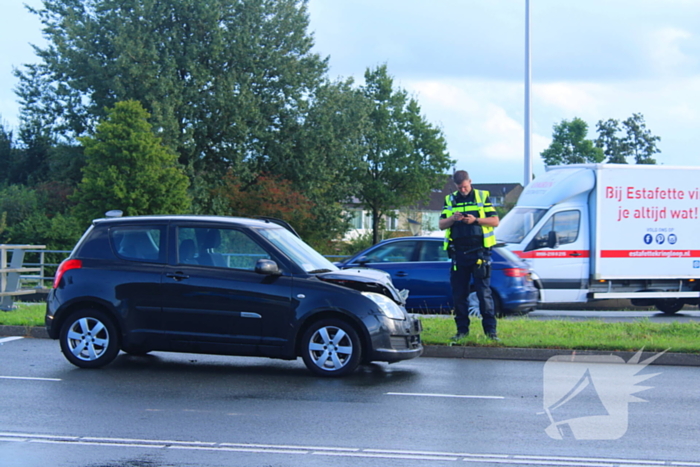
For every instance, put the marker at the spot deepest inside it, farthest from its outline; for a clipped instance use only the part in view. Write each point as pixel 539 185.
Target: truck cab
pixel 610 231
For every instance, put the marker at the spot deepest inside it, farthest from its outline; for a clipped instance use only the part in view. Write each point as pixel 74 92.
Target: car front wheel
pixel 89 339
pixel 331 348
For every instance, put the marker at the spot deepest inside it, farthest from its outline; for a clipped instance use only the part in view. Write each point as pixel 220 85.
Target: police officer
pixel 468 219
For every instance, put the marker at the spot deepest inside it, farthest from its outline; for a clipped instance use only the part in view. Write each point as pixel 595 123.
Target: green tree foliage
pixel 404 158
pixel 609 141
pixel 570 146
pixel 268 196
pixel 128 168
pixel 222 79
pixel 327 146
pixel 635 140
pixel 640 142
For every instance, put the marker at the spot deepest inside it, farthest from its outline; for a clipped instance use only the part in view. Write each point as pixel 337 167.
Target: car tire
pixel 497 305
pixel 89 339
pixel 331 347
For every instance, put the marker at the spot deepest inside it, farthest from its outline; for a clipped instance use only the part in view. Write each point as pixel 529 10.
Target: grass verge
pixel 514 332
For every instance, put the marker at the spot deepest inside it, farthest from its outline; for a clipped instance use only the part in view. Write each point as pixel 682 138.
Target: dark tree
pixel 570 146
pixel 404 158
pixel 222 79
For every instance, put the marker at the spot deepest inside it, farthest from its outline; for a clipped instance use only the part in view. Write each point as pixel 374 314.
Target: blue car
pixel 421 265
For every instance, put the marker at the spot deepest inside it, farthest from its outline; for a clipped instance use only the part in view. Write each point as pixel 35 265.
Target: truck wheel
pixel 331 347
pixel 669 306
pixel 89 339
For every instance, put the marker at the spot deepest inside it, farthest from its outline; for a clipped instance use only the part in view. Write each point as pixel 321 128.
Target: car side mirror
pixel 267 267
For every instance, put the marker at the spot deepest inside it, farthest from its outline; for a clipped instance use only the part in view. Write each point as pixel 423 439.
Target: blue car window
pixel 433 251
pixel 399 252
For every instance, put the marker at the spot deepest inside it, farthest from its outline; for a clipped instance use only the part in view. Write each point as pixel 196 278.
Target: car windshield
pixel 517 224
pixel 297 250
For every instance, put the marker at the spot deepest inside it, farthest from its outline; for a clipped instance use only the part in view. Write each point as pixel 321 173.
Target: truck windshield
pixel 517 224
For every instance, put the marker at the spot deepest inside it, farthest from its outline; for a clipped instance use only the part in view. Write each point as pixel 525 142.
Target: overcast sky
pixel 464 62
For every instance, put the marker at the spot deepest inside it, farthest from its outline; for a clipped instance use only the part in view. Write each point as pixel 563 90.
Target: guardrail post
pixel 10 276
pixel 9 282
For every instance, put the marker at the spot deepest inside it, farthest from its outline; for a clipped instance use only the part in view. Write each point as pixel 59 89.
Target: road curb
pixel 24 331
pixel 515 353
pixel 462 351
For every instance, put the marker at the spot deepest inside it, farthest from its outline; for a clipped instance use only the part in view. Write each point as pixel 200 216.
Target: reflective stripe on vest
pixel 479 196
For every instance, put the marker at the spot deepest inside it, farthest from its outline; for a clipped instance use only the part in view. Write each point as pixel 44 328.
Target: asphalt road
pixel 197 410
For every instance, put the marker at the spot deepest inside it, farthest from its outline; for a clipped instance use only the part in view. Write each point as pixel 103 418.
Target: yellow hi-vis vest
pixel 451 207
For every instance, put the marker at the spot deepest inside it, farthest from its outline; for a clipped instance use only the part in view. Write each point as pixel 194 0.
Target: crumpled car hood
pixel 365 280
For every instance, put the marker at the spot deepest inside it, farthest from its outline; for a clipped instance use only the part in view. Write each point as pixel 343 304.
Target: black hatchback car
pixel 222 285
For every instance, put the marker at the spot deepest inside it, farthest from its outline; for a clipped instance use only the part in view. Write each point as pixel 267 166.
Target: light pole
pixel 528 113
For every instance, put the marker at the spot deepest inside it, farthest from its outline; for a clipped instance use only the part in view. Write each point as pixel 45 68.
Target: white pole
pixel 528 112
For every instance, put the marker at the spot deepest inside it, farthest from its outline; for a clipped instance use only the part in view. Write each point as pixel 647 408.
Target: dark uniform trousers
pixel 463 265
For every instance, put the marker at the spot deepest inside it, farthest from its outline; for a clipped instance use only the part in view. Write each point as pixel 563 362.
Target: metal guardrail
pixel 11 273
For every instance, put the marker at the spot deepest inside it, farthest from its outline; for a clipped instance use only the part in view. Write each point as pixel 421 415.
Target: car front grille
pixel 405 342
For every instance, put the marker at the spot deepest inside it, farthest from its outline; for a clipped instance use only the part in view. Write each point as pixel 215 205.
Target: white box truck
pixel 609 231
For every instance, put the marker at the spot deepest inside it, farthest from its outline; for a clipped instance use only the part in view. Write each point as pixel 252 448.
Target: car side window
pixel 433 251
pixel 398 252
pixel 139 243
pixel 225 248
pixel 565 225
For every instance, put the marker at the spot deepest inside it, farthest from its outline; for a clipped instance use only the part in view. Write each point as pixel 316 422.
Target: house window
pixel 430 220
pixel 356 220
pixel 392 223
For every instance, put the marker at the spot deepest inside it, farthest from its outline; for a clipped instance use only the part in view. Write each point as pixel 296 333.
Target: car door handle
pixel 178 276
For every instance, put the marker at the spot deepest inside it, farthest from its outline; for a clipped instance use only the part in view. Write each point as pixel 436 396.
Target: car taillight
pixel 516 272
pixel 66 265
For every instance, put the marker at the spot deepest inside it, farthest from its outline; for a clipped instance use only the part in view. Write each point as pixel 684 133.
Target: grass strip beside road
pixel 576 335
pixel 514 332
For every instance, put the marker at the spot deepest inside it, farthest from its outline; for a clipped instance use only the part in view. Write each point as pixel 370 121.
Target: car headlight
pixel 386 305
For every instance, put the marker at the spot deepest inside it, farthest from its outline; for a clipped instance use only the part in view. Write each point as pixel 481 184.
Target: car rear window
pixel 139 243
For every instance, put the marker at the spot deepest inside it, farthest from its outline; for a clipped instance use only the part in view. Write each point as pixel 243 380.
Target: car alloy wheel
pixel 89 339
pixel 331 348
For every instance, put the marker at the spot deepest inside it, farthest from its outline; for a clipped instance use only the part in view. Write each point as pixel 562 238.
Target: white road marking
pixel 510 459
pixel 28 378
pixel 10 339
pixel 458 396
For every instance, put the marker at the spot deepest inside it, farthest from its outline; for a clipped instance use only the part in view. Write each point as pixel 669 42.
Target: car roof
pixel 239 221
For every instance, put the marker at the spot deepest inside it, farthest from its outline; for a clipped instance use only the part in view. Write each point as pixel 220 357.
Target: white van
pixel 604 231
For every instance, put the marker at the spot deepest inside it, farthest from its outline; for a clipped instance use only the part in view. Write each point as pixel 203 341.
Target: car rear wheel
pixel 89 339
pixel 669 306
pixel 331 348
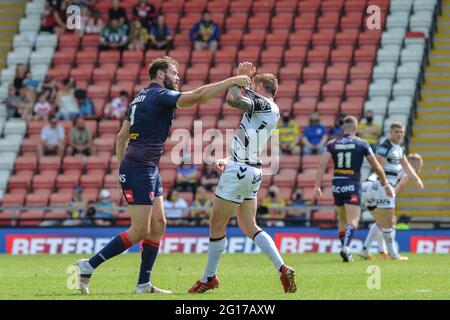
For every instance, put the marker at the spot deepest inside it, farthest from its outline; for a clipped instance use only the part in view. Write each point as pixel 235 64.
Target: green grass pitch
pixel 319 276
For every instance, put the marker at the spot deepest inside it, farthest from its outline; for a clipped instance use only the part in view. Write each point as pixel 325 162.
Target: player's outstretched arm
pixel 376 166
pixel 209 91
pixel 122 139
pixel 326 157
pixel 411 172
pixel 237 100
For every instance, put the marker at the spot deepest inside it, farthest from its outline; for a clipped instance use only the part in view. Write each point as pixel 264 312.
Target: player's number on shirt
pixel 133 110
pixel 347 156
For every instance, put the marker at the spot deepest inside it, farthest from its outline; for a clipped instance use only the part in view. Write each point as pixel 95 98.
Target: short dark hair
pixel 161 64
pixel 269 81
pixel 397 124
pixel 350 122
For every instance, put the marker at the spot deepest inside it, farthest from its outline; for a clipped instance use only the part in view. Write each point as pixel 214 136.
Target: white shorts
pixel 368 195
pixel 239 182
pixel 382 199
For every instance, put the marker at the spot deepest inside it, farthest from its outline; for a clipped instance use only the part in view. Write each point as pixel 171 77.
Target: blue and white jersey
pixel 348 154
pixel 151 115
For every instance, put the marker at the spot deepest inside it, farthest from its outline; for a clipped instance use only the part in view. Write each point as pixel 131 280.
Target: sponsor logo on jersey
pixel 129 195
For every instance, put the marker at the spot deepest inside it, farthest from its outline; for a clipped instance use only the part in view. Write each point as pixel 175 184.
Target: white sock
pixel 381 243
pixel 215 250
pixel 266 244
pixel 389 237
pixel 374 231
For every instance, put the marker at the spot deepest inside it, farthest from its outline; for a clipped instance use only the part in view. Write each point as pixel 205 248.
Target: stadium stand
pixel 323 53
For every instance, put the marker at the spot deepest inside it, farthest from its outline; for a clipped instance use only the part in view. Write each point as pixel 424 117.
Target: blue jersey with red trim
pixel 151 115
pixel 348 154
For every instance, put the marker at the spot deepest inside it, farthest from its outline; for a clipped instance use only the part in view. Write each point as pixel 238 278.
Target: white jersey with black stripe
pixel 255 129
pixel 394 154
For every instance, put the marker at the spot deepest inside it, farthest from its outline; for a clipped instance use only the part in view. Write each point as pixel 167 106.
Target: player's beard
pixel 168 83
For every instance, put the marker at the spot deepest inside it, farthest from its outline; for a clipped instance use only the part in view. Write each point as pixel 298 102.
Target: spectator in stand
pixel 272 206
pixel 174 207
pixel 66 102
pixel 76 209
pixel 160 35
pixel 94 24
pixel 52 139
pixel 138 36
pixel 337 129
pixel 289 135
pixel 80 139
pixel 205 34
pixel 116 12
pixel 105 209
pixel 19 77
pixel 187 177
pixel 201 207
pixel 29 82
pixel 50 86
pixel 42 107
pixel 86 106
pixel 145 12
pixel 209 177
pixel 369 131
pixel 118 107
pixel 314 136
pixel 52 21
pixel 13 102
pixel 113 37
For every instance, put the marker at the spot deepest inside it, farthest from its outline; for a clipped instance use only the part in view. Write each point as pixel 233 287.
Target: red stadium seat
pixel 295 54
pixel 36 200
pixel 26 163
pixel 318 54
pixel 300 38
pixel 358 88
pixel 287 89
pixel 362 70
pixel 282 21
pixel 305 22
pixel 342 54
pixel 333 88
pixel 286 6
pixel 67 181
pixel 315 71
pixel 291 71
pixel 13 200
pixel 323 37
pixel 255 38
pixel 338 71
pixel 35 218
pixel 19 182
pixel 304 106
pixel 328 21
pixel 232 38
pixel 347 37
pixel 236 20
pixel 272 55
pixel 60 199
pixel 50 163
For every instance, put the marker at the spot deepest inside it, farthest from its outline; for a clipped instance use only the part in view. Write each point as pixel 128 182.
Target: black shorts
pixel 346 191
pixel 140 185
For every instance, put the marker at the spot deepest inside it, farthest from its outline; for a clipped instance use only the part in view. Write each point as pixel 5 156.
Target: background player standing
pixel 241 178
pixel 348 152
pixel 368 197
pixel 144 132
pixel 391 156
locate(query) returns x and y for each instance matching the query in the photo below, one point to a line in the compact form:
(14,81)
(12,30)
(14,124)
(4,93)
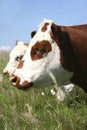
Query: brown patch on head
(16,42)
(44,28)
(33,33)
(39,49)
(20,65)
(26,44)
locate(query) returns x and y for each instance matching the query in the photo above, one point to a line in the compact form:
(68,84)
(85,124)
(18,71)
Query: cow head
(15,56)
(41,60)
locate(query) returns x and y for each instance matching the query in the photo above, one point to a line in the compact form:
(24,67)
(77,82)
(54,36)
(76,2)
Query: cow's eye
(18,58)
(42,49)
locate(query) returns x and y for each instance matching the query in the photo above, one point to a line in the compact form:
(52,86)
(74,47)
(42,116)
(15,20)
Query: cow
(55,53)
(15,56)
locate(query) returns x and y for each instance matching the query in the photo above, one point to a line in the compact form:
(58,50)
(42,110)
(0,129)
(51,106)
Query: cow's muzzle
(15,81)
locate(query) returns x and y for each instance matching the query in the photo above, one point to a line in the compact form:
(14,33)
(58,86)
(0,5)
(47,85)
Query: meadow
(32,110)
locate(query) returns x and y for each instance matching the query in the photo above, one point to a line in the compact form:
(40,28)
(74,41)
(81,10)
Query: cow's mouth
(15,81)
(25,87)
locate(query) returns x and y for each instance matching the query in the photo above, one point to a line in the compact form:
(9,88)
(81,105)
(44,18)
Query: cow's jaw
(37,72)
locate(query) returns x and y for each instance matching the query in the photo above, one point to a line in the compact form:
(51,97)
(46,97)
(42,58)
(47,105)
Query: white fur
(12,64)
(40,72)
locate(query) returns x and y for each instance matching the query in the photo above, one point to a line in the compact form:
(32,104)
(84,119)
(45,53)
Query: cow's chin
(26,85)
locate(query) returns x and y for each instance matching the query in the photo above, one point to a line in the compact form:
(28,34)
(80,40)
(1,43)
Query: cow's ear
(55,32)
(55,29)
(26,44)
(16,42)
(33,33)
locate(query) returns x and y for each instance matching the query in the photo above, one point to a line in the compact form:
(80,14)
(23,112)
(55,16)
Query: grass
(29,110)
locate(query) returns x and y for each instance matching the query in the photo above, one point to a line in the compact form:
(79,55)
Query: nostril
(14,80)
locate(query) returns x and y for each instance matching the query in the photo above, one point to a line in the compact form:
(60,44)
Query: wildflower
(52,92)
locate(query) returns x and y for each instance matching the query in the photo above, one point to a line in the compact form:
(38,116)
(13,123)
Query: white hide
(14,57)
(38,71)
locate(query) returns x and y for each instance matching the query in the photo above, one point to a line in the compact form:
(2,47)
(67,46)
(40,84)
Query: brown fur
(72,42)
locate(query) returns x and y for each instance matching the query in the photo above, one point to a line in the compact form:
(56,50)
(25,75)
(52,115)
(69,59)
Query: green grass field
(29,110)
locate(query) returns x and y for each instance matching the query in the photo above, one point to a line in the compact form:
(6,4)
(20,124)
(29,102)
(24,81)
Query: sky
(18,18)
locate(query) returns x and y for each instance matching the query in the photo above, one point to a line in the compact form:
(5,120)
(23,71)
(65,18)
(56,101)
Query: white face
(41,58)
(15,56)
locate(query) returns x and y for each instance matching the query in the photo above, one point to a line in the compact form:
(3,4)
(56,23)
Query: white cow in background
(15,56)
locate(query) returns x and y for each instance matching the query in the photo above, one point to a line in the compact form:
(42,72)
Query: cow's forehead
(18,49)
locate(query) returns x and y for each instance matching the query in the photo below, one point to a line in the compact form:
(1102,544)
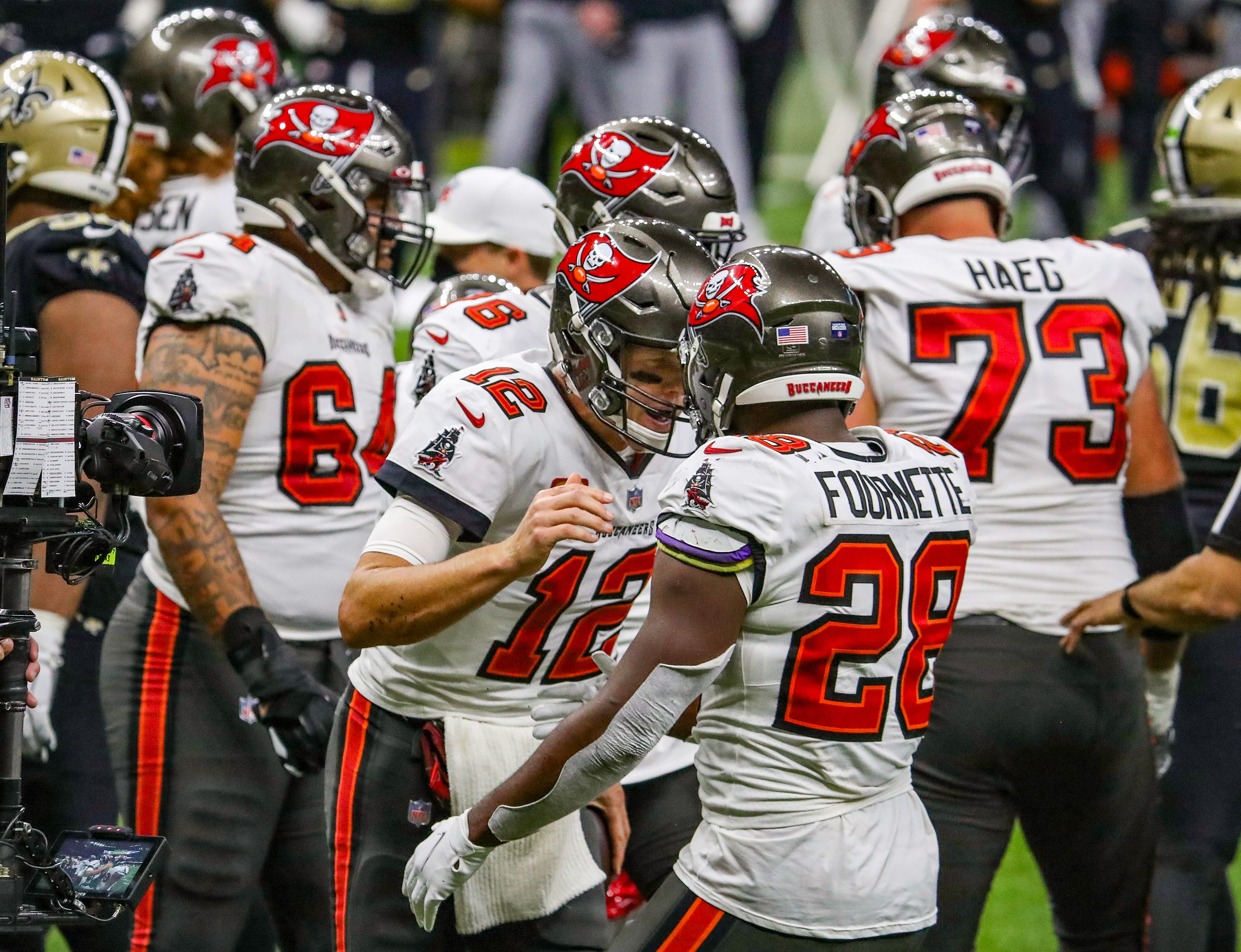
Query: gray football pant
(687,70)
(544,54)
(189,768)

──────────

Render the lines of the records as a numbered list, beginning with the line that contains "pixel 233 287." and stopping after the line that contains "pixel 318 54". Omit any blank lines.

1. For every instance, put the marker at the spot deepest inside it, farthest from its outline; for a clipped instance use only the part in view. Write each point as pixel 233 287.
2. Target: red stadium seat
3. pixel 295 54
4. pixel 36 200
5. pixel 26 163
6. pixel 318 54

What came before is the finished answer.